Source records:
☆ ☆ ☆ ☆ ☆

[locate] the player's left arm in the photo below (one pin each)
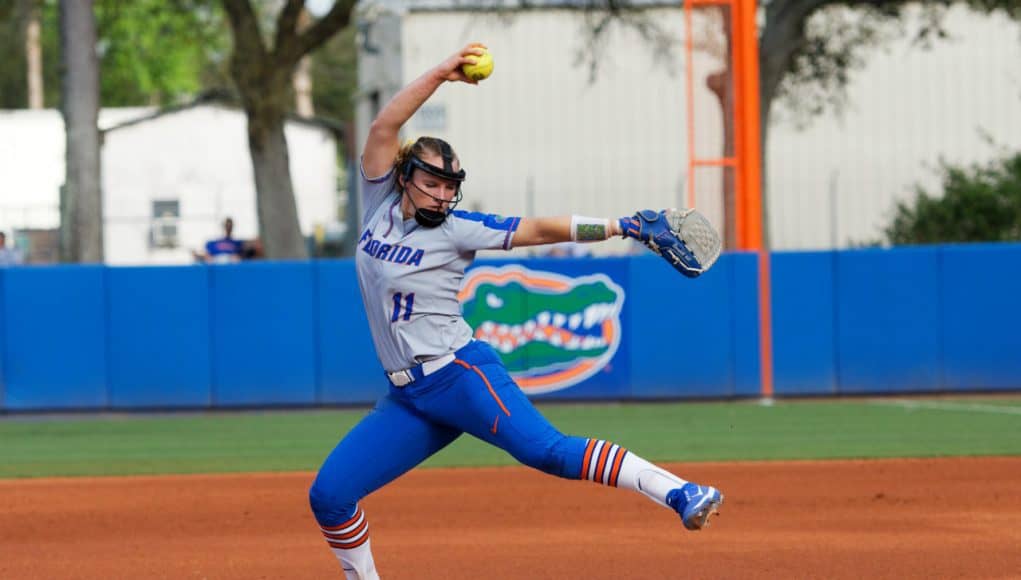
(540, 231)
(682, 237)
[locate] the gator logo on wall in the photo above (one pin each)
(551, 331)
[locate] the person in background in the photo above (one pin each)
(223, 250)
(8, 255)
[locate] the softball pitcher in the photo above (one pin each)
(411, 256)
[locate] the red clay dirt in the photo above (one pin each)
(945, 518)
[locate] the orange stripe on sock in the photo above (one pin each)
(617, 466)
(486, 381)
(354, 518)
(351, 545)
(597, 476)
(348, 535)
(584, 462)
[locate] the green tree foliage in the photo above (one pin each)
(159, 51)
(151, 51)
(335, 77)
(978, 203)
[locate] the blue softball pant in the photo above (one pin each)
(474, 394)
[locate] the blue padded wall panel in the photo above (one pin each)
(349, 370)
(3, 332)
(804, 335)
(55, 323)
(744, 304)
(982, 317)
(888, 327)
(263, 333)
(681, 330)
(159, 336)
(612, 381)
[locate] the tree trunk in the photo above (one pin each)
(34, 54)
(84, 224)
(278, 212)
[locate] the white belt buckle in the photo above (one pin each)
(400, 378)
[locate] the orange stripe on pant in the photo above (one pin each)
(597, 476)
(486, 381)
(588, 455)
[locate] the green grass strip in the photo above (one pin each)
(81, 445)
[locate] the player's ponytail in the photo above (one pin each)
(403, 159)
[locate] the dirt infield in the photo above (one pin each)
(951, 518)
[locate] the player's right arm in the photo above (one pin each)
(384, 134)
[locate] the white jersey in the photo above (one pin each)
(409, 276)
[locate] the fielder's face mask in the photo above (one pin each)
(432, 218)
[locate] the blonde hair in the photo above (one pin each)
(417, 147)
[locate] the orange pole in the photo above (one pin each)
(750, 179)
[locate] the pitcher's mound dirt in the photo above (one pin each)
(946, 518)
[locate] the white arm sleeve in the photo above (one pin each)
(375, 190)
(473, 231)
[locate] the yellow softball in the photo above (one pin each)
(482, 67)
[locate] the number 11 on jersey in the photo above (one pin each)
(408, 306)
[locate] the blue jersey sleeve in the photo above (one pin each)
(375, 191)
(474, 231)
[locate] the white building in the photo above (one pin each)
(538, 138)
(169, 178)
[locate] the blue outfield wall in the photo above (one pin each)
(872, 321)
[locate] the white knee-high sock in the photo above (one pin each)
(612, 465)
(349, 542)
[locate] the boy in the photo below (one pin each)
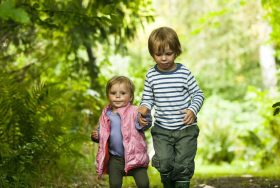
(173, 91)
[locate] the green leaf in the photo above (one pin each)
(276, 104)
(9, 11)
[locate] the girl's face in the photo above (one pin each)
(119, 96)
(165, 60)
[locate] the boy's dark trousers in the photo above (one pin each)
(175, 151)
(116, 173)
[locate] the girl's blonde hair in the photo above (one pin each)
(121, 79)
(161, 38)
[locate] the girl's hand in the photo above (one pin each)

☆ ☆ ☆ ☆ ☆

ASSIGNMENT: Excluding the images, return each record above precisely as written.

TASK RESULT:
[locate] the player's left arm in the photo below (one pin each)
(540, 231)
(682, 237)
[locate] the gator logo on wall in the photo above (one pin each)
(551, 331)
[locate] the person in background in the photo above (one pin each)
(223, 250)
(8, 255)
[locate] the softball pitcher in the photo above (one pin each)
(411, 256)
[locate] the red clay dirt in the photo above (one pin each)
(945, 518)
[locate] the orange stripe on sock in the photo above (one pin each)
(617, 466)
(486, 381)
(354, 518)
(351, 545)
(597, 476)
(348, 535)
(584, 462)
[locate] the green tree foliage in the photo above (one pin each)
(159, 51)
(151, 51)
(335, 77)
(978, 203)
[locate] the blue softball pant in the photo above (one pin each)
(474, 394)
[locate] the blue padded wall panel in the photo above (one pin each)
(349, 370)
(3, 332)
(804, 335)
(55, 323)
(744, 304)
(982, 317)
(888, 327)
(263, 333)
(681, 330)
(159, 336)
(612, 381)
[locate] the tree trunk in the photo above (one pin each)
(34, 54)
(84, 224)
(278, 212)
[locate] the white belt buckle in the photo above (one pin each)
(400, 378)
[locate] the orange stripe on pant in the photo above (one pin each)
(597, 476)
(486, 381)
(588, 455)
[locate] the green grass strip in the photo above (one pin each)
(81, 445)
[locate] the player's ponytail in the photo above (one pin each)
(403, 159)
[locate] the dirt infield in the photo above (one pin each)
(951, 518)
[locate] the player's right arm in the photo above (one pin each)
(384, 134)
[locate] the white jersey in the photo above (one pin each)
(409, 276)
[locate] the fielder's face mask in the photo above (one pin each)
(432, 218)
[locate] the blonde hair in the photo above (one pin each)
(417, 147)
[locate] the orange pole in the photo above (one pin each)
(750, 179)
[locate] the pitcher's mound dirt in the photo above (one pin each)
(946, 518)
[locate] the white arm sleeve in the photo above (one pin each)
(375, 190)
(473, 231)
[locate] the yellow softball in the photo above (one pin each)
(482, 67)
[locate] the number 11 on jersey in the photo above (one pin each)
(408, 306)
[locate] the blue jersey sleeve in the photo above (one pin each)
(375, 191)
(474, 231)
[locate] the white building in the photo above (one pin each)
(538, 138)
(169, 178)
[locate] the blue outfield wall in the photo above (one pin each)
(872, 321)
[locate] the white knee-high sock in the photo above (one pin each)
(612, 465)
(349, 542)
[locate] the boy in the photo below (one pin each)
(173, 91)
[locate] the green leaf in the photo above (one pin each)
(276, 104)
(9, 11)
[locate] the girl's face in the photo above (one pin each)
(119, 96)
(165, 60)
[locate] the boy's dark trousers in the photo above (one pin each)
(175, 151)
(116, 173)
[locate] the girl's blonde hair in the photo above (one pin each)
(121, 79)
(161, 38)
[locate] the girl's hand in the photo above (one pin each)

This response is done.